Records in a dataset:
-=-=-=-=-
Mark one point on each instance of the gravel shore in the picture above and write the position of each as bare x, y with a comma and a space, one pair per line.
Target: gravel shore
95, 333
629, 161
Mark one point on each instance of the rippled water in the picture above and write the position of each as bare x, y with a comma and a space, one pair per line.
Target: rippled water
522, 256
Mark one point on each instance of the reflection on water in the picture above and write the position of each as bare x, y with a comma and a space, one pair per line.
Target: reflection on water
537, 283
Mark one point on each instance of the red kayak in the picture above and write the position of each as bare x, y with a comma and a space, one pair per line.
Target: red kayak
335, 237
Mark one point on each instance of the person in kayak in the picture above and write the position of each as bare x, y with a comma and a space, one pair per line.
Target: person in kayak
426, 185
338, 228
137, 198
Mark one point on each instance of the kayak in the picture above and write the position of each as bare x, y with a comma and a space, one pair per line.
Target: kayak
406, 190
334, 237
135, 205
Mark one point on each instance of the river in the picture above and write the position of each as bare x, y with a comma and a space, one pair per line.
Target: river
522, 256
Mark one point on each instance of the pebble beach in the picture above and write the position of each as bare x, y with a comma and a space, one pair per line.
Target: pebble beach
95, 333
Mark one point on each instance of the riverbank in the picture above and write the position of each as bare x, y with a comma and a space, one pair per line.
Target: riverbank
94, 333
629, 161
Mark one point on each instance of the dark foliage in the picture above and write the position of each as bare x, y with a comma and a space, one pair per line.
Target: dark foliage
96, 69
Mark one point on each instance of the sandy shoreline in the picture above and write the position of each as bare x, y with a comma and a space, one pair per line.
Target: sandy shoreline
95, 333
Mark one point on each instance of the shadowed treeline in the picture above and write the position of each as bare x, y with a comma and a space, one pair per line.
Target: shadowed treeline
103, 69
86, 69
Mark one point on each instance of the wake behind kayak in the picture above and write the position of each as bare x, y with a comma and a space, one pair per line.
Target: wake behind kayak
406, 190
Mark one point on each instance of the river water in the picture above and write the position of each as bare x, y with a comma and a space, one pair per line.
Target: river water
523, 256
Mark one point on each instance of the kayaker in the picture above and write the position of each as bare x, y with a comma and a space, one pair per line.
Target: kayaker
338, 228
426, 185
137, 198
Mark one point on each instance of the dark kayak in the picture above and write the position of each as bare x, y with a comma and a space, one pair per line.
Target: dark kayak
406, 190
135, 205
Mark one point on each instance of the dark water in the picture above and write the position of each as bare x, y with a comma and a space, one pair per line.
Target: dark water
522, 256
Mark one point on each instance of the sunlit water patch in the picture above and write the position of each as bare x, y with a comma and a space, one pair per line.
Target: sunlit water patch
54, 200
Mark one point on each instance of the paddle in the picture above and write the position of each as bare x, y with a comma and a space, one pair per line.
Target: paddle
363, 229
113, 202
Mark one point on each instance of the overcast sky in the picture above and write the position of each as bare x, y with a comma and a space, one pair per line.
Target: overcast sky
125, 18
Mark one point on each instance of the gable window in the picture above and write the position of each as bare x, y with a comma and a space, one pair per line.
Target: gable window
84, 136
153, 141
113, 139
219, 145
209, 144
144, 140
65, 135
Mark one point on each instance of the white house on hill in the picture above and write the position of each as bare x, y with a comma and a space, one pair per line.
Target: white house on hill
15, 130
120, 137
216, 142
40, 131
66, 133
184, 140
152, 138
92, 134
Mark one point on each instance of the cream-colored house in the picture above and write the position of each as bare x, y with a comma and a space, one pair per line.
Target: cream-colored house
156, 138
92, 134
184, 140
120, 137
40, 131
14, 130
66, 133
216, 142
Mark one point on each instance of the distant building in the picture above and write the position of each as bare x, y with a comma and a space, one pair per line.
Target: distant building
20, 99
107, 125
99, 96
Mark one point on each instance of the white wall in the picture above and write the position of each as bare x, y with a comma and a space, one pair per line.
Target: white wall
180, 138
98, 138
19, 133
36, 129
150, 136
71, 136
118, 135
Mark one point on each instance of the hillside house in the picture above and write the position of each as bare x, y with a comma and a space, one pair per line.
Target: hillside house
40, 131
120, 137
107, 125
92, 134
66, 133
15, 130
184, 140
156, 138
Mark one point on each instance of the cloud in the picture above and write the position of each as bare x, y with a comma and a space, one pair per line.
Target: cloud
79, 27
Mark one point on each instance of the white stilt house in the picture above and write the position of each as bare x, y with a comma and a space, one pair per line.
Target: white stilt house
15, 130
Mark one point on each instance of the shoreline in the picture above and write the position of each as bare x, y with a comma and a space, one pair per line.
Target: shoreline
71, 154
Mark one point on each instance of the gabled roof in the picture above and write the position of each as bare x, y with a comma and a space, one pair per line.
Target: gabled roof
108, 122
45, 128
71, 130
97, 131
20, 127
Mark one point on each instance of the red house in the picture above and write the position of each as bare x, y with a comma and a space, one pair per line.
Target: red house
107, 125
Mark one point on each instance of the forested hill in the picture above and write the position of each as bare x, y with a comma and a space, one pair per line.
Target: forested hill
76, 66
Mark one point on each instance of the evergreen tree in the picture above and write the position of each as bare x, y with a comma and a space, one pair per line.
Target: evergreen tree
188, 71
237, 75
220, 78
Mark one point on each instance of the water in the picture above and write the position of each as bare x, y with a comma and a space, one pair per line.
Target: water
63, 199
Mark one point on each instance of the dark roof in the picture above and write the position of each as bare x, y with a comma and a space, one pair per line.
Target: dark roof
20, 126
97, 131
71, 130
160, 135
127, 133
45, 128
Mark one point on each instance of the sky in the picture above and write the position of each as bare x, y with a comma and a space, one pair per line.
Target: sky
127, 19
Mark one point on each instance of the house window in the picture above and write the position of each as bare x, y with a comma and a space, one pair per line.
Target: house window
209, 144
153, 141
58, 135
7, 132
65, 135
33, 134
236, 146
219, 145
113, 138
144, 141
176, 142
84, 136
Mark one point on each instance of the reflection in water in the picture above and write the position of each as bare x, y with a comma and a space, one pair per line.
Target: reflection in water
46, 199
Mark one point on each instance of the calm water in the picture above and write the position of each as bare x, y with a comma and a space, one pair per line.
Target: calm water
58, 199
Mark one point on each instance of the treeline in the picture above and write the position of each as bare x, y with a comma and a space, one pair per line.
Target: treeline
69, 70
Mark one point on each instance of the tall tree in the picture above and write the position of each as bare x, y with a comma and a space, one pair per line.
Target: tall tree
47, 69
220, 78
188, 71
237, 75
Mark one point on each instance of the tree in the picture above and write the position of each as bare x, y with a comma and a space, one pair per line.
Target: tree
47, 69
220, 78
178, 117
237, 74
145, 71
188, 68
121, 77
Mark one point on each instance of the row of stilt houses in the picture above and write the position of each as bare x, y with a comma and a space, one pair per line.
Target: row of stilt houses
-=-=-=-=-
**What you are asked to do**
Reproduce the lines above without any changes.

**Solution to the problem**
Mark one point on each instance of the gravel shore in the picture above and write the position of each as bare x, y with a comma and a space, one pair per line.
Target: gravel shore
95, 333
629, 161
Mark one point on each instance of the rippled water in the picture above and write the position of each as bare x, y with a comma and a space, one pair per line.
Target: rippled water
522, 256
Mark one point on each instance of the reflection on water in the picture above and write the position of each as bare x, y with a comma and a space, one pair per line.
Target: reflection on water
537, 283
Mark one point on each instance of the red kayak in the picture above and write the position of each as bare x, y with a comma and a space, one pair per line.
Target: red kayak
335, 237
Mark one point on each instance of the person in kayak in the picture above and write the position of each as bare x, y with a comma and a space, one pair per line.
Target: person in kayak
426, 185
338, 228
137, 198
Mark one point on each instance of the kayak in the picture above and write the position of each as bare x, y with a comma and a space, one pair per line.
Target: kayak
406, 190
334, 237
135, 205
Mark one point on each instance of the river in the picture above and write the position of each as bare x, y with a comma and a space, one pair per line.
Target: river
522, 256
Mark one point on each instance of the pebble beach in the picture above and write the position of each as bare x, y with a comma and a space, one pair per line.
Target: pebble beach
95, 333
Mark one point on each instance of the riverbank in the picture above and write the position of each as bare x, y with a comma and a space, one pair per line.
Target: riverbank
94, 333
629, 161
Mark one point on each instance of the dark foliage in the picture above and write the position of each as bare x, y with a comma and a space, one pair per line.
Target: dark foliage
96, 69
Mark one point on each instance of the sandy shoreline in the picture above and write the position of each as bare x, y with a comma and a space, one pair per line.
Target: sandy shoreline
95, 333
Mark one point on each instance of the shadowed treeline in the picture above and write the position of each as bare x, y with a comma and a space, one pair per line.
Target: shadowed treeline
103, 69
86, 69
Mark one point on each instance of the wake behind kayak in the picture above and write the position of each as bare x, y with a comma and a space, one pair per line.
Target: wake behind kayak
406, 190
Mark one point on each instance of the river water in the picture above and write the position of each as bare x, y with a comma and a space, one pair per line.
Target: river water
523, 256
Mark one point on each instance of the kayaker in the picture above and write the position of each as bare x, y with a comma and a space, one pair per line.
Target: kayaker
338, 228
426, 185
137, 198
Mark one point on each instance of the dark kayak in the picture above and write the position of each as bare x, y with a comma and a space, one pair per line.
Target: dark kayak
406, 190
135, 205
Mark one point on each instance of the dark water in the picture above and write the position of each as bare x, y with a comma and a space, one pair per line.
Target: dark water
522, 256
Mark one point on each instance of the sunlit water patch in the picture above and write the position of each as bare x, y with a comma and a space, one pair per line.
Target: sunlit water patch
54, 200
Mark one point on each instance of the paddle in the picture above and write the position of each as bare x, y with a comma and a space, one pair per line.
Target: paddle
363, 229
113, 202
Mark one point on each instance of the overcast sky in the picture above and write the position of each as bare x, y with a comma and a space, one pair per line.
Target: overcast sky
125, 18
Mark one point on each instance of the gable window in the picture above and write the position of each as bare x, y with a comma and a space, one pair per line.
Target: gable window
84, 136
153, 141
113, 139
219, 145
209, 144
144, 140
65, 135
Mark one point on each instance of the white house on hill in the picture above and write the position of each as bare x, y with a comma and a space, one pair per line.
Target: white house on hill
15, 130
120, 137
216, 142
40, 131
66, 133
184, 140
152, 138
92, 134
Mark one point on each instance of the cream-colored house in the picture above and write the position of each as bare x, y with a comma and a space, one pair per line.
Target: cream-colored house
156, 138
92, 134
184, 140
120, 137
40, 131
14, 130
66, 133
216, 142
Mark one point on each instance of the distant building in the picture above and write the position of each as bare x, y with a comma and a space, one pair per line.
Target: distant building
20, 99
107, 125
99, 96
Mark one point on each instance of the white wall in the picture above and write the position of each as bare x, y with a comma and a space, one pair per line.
Target: white wall
180, 138
98, 138
19, 133
36, 129
150, 136
71, 136
118, 135
Mark one point on each instance of the hillside house in the picture above and write the position of each as bare x, y with a comma and a space, one pair per line.
Target: hillside house
40, 131
120, 137
107, 125
92, 134
66, 133
15, 130
184, 140
156, 138
Mark one point on each instance of the cloud in the picture above and write the position of each as bare x, y with a comma and a space, one pair per line.
Target: cloud
79, 27
Mark one point on each instance of the white stilt house in the picture above and write the position of each as bare x, y with a comma and a space, one pair per line.
Target: white stilt house
15, 130
Mark one point on each instance of the shoreline in the picture above and write the position of each as bare x, y with a comma and a space, one pair per line.
Target: shoreline
71, 154
Mark one point on each instance of the gabled roof in the picture above and write the position of each as bare x, y with a comma and a space, one pair per line.
Target: gabled roof
108, 122
45, 128
71, 130
97, 131
20, 127
Mark one point on each instance of the red house in the picture above and write the position of each as bare x, y with a comma and a space, one pair per line.
Target: red house
107, 125
Mark one point on each instance of the forested hill in the picture above and write the position of each as bare x, y with a comma and a space, one pair per line.
Target: forested hill
76, 66
Mark one point on each instance of the evergreen tree in the picture above and write the position of each as bare x, y with a comma and a space, one pair per line.
Target: evergreen tree
188, 71
237, 75
220, 78
Mark one point on each instance of the water in the picture above and write the position of each as bare x, y with a comma and a space, one pair per line.
Target: water
63, 199
Mark one point on each instance of the dark roof in the picture above and write the position of each as bare x, y with a comma and a space, one pair per line.
Target: dark roof
20, 126
97, 131
71, 130
160, 135
127, 133
45, 128
Mark one point on each instance of the sky in the picture above and write the position of each as bare x, y with a comma and a space, one pair per line.
Target: sky
127, 19
Mark one point on each instance of the house window in the picture above and write the position of each as bare x, y with a comma and a space, one pair per line.
Target: house window
209, 144
153, 141
58, 135
7, 132
65, 135
33, 134
236, 146
219, 145
113, 138
144, 141
176, 142
84, 136
Mark one point on each instance of the reflection in water in the picture above and write the position of each as bare x, y with a comma and a space, one pair per line.
Target: reflection in water
46, 199
Mark one point on each instance of the calm water in the picture above and write the position of each as bare x, y with a comma and a space, one pair per line.
Target: calm water
58, 199
Mark one point on each instance of the treeline in the picture above and write the position of each as bare x, y with a comma and a space, one pair per line.
Target: treeline
69, 70
Mark one point on each instance of the tall tree in the picture above and write the position of each as bare x, y with a comma and a space, one pair per line.
Target: tall tree
47, 69
220, 78
188, 71
237, 75
Mark one point on each instance of the tree in the picture above and write the position of each as bare x, y with a comma and a space, one pair per line.
Target: tree
47, 69
220, 78
178, 117
237, 74
145, 71
188, 68
121, 77
Mark one point on each instance of the row of stilt houses in the picture above and write the position of each as bare x, y with a comma and a space, one pair per line.
Target: row of stilt houses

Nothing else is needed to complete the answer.